# Any chance JMFS will work on a Roamio?



## c-collins (Sep 27, 2003)

Planning on getting a Roamio. If current tools work might I will get a plus and upgrade it myself to 4 or 5 Terabytes. Otherwise I would go for the pro and probably still end up upgrading it.

Anyone care to speculate?


----------



## P42 (Jan 7, 2003)

It would be pure speculation at this early stage 
But, we do know that something has changed, as the Premiere maxed out at 2TB drives, so at minimal changes would need to be made to the tools to support what ever new partition layout, or new file system or magic was used. Couple that with minor changes to recognize the new platform and it's shipping disks.

Of course it is also possible that Tivo has locked things down, and drive upgrades will not be possible. This was the case for a while with the Premieres.

If you need more that 1TB anytime in the next 6 months, and want a new Tivo now, go big, go Pro. If you can wait a little, then wait a week or so till some smart folks pop the box open and see what works. The changes might be simple, they might not be.


----------



## NYHeel (Oct 7, 2003)

Yeah, I think I'm going to wait to see about drive upgrades. I don't want to wait six months but I can at least wait a few weeks.


----------



## Am_I_Evil (Apr 7, 2009)

Well whatever they're doing Weaknees has already figured out the upgrade method...hopefully something is posted here soon...


----------



## mr.unnatural (Feb 2, 2006)

Tivo has a long track record of finding ways to prevent upgrades using existing tools as well as new ways to thwart hackers with each new platform. Chances are good this won't be any different.


----------



## lessd (Jan 23, 2005)

mr.unnatural said:


> Tivo has a long track record of finding ways to prevent upgrades using existing tools as well as new ways to thwart hackers with each new platform. Chances are good this won't be any different.


Or new designs for better performance just make old upgrade tool not work, I do not think TiVo is spending time to prevent hard drives upgrades, all TiVo would have to do is on the initial setup put the hard drive SN into flash and look for that SN on boot, that would end hard drive upgrades for TiVos.


----------



## unitron (Apr 28, 2006)

c-collins said:


> Planning on getting a Roamio. If current tools work might I will get a plus and upgrade it myself to 4 or 5 Terabytes. Otherwise I would go for the pro and probably still end up upgrading it.
> 
> Anyone care to speculate?


I'll speculate you should get another drive of the same size or larger and dd the original one first thing.


----------



## mr.unnatural (Feb 2, 2006)

lessd said:


> Or new designs for better performance just make old upgrade tool not work, I do not think TiVo is spending time to prevent hard drives upgrades, all TiVo would have to do is on the initial setup put the hard drive SN into flash and look for that SN on boot, that would end hard drive upgrades for TiVos.


If they did that then we'd be looking at an EEPROM hack just to upgrade the drive. I can't see Tivo doing that because it would cause them too much grief to refurbish Tivos for resale or as a warranty replacement.

I wasn't trying to imply that Tivo was purposely trying to prevent us from upgrading drives. It just tends to turn out that way. As for performance improvements, it's more like adding useless features with little or no improvement to the overall functionality. Tivos have certainly come a long way since the early days, but they'd probably still be mired in the original OS if it weren't for competition from DirecTV, Dish, and the cablecos.


----------



## jmbach (Jan 1, 2009)

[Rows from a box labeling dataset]
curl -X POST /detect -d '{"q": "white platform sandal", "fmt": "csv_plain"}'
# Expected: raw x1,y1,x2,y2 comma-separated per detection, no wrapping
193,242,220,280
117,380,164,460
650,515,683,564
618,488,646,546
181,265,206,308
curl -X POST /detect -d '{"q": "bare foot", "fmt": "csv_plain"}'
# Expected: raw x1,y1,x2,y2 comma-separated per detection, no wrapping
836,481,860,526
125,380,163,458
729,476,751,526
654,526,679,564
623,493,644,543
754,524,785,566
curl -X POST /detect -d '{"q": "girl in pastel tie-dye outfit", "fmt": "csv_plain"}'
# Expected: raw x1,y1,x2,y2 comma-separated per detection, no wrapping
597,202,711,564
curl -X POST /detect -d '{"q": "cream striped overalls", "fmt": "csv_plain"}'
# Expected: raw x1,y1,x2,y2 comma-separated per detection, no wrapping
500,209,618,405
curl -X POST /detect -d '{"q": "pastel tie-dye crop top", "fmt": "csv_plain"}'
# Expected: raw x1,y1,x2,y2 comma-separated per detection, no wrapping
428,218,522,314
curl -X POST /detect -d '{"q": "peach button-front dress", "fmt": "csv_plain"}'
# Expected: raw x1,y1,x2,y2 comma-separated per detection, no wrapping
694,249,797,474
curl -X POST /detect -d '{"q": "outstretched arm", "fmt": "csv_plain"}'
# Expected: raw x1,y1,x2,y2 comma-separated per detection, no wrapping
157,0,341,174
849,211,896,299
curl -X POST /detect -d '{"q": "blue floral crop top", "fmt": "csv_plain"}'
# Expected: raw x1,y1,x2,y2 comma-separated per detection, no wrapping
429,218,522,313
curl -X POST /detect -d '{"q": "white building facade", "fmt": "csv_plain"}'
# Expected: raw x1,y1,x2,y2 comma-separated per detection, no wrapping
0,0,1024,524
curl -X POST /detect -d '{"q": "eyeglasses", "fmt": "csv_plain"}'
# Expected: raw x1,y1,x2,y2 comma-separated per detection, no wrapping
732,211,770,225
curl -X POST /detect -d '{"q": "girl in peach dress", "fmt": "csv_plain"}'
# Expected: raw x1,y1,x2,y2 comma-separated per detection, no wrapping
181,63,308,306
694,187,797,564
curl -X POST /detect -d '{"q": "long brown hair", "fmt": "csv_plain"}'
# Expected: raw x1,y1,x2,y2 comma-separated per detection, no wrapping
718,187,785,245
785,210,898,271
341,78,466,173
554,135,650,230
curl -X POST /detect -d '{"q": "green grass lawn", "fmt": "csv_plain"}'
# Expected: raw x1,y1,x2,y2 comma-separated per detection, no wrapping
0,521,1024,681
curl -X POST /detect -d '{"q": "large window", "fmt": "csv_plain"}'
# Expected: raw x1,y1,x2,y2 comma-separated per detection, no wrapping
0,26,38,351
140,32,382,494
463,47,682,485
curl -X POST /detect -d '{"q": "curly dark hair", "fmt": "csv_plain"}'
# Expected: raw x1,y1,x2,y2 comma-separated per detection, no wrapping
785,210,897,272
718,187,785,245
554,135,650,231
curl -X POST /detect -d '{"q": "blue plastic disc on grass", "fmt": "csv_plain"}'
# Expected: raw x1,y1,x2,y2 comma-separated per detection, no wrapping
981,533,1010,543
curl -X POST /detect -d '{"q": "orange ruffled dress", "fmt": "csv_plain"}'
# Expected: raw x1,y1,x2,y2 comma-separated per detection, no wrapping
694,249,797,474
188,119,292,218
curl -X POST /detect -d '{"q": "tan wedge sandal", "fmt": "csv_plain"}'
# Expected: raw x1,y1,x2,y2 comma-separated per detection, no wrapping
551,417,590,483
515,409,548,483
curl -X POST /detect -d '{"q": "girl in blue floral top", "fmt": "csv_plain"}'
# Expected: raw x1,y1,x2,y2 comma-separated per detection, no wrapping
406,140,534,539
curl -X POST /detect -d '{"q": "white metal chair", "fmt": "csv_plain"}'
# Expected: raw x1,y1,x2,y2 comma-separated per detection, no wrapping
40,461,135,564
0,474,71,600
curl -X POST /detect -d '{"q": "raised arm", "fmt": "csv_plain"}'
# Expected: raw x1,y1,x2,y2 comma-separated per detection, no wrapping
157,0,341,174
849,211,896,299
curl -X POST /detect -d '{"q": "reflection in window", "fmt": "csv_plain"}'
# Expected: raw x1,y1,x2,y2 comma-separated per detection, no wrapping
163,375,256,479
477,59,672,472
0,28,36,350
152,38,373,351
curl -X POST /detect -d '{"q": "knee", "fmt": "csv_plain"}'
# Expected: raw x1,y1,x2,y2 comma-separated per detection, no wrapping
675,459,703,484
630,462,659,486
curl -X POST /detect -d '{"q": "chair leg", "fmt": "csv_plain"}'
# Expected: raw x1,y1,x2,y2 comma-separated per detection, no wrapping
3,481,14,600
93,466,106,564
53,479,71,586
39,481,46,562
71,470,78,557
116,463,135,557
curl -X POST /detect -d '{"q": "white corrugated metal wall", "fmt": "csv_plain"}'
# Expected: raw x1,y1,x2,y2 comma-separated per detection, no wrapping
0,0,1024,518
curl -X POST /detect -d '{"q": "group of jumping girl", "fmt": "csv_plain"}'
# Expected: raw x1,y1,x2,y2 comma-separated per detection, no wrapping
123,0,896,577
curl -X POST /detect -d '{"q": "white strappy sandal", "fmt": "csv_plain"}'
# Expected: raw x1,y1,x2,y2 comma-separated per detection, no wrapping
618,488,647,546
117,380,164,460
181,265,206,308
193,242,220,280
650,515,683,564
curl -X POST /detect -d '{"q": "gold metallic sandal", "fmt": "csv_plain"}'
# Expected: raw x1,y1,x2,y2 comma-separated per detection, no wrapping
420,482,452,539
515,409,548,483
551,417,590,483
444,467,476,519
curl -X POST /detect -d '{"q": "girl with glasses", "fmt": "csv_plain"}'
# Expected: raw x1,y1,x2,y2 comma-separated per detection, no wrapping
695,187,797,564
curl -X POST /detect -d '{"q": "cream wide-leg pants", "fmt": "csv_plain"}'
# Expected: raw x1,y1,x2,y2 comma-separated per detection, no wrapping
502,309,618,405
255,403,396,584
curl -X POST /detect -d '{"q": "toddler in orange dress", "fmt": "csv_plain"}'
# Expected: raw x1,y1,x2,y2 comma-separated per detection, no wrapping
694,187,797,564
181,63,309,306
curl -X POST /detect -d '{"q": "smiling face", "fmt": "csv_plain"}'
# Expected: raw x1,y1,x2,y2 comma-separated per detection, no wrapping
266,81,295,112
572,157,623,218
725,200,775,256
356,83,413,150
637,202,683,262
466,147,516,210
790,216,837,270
...
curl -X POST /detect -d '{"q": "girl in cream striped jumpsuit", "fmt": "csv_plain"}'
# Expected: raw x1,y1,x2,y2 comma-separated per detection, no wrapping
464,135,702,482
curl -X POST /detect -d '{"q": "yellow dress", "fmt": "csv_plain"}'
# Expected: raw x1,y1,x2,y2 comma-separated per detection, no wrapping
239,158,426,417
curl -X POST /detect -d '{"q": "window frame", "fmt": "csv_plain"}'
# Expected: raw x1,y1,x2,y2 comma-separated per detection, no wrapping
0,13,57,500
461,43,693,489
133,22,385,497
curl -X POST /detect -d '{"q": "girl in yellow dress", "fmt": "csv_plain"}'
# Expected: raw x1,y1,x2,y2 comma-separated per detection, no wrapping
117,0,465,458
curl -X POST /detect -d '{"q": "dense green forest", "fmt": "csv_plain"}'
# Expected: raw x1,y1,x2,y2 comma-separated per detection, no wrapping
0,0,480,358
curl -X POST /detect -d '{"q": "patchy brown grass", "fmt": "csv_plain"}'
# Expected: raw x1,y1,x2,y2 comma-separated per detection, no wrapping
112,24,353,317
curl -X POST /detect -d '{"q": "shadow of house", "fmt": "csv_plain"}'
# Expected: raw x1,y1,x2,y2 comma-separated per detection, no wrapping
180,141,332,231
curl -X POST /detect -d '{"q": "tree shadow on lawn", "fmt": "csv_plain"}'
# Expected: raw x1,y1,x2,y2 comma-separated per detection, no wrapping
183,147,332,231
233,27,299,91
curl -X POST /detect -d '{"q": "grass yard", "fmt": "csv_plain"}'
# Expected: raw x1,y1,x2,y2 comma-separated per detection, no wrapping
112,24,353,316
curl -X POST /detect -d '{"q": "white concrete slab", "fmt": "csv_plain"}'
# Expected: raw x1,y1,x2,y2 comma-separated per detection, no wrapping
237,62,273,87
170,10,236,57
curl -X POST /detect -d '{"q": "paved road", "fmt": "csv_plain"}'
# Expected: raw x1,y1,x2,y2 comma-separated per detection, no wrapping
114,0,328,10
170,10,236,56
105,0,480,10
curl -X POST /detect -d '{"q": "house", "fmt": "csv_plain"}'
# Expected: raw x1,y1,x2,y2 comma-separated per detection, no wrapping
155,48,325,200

■ TASKS
1) Decide whether each statement agrees with the Roamio thread, answering yes or no and quoting the deciding words: (a) The Premiere maxed out at 2TB drives. (b) NYHeel is willing to wait six months for news on drive upgrades. (c) lessd thinks TiVo is spending time to prevent hard drive upgrades.
2) According to the Roamio thread, who has already figured out the upgrade method?
3) Copy everything in the Roamio thread from "## P42 (Jan" down to "it's shipping disks.".

■ THE SOLUTIONS
1)
(a) Yes: "the Premiere maxed out at 2TB drives"
(b) No: "I don't want to wait six months but I can at least wait a few weeks."
(c) No: "I do not think TiVo is spending time to prevent hard drives upgrades"

2) Weaknees.

3)
## P42 (Jan 7, 2003)

It would be pure speculation at this early stage 
But, we do know that something has changed, as the Premiere maxed out at 2TB drives, so at minimal changes would need to be made to the tools to support what ever new partition layout, or new file system or magic was used. Couple that with minor changes to recognize the new platform and it's shipping disks.